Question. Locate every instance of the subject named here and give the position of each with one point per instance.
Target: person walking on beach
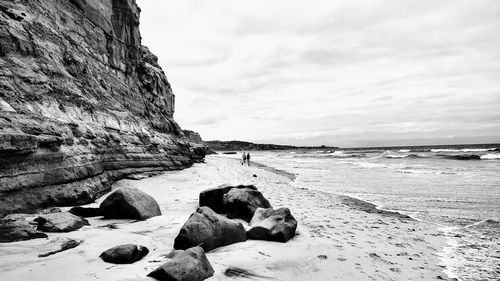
(244, 158)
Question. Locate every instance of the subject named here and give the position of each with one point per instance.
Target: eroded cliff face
(82, 103)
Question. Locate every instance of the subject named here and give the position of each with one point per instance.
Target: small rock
(189, 265)
(242, 203)
(124, 254)
(60, 222)
(129, 203)
(274, 225)
(66, 245)
(85, 212)
(214, 197)
(209, 230)
(18, 230)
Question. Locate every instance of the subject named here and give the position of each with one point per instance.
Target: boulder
(86, 212)
(241, 203)
(273, 225)
(129, 203)
(214, 197)
(123, 254)
(209, 230)
(12, 230)
(65, 245)
(189, 265)
(60, 222)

TASK OBJECTIVE: Although the records above contain pictures, output every line exactly and leave the pictures out.

EXERCISE RESPONSE:
Question. Locate every instance of the subject named here and give the position of each with one point per instance.
Target: person walking on beach
(244, 158)
Question. Locate every instance of the subject named here and give the position of each with one point per instance.
Target: eroded cliff face
(82, 103)
Question. Locate every instance of the subject named here and give the position of each with one point per instance.
Target: small rock
(189, 265)
(242, 203)
(124, 254)
(60, 222)
(129, 203)
(274, 225)
(66, 245)
(85, 212)
(214, 197)
(209, 230)
(18, 230)
Question. Locate every instance of the subject named here and give the position of each with one point per instance.
Target: boulder
(86, 212)
(241, 203)
(273, 225)
(129, 203)
(214, 197)
(123, 254)
(209, 230)
(12, 230)
(65, 245)
(189, 265)
(60, 222)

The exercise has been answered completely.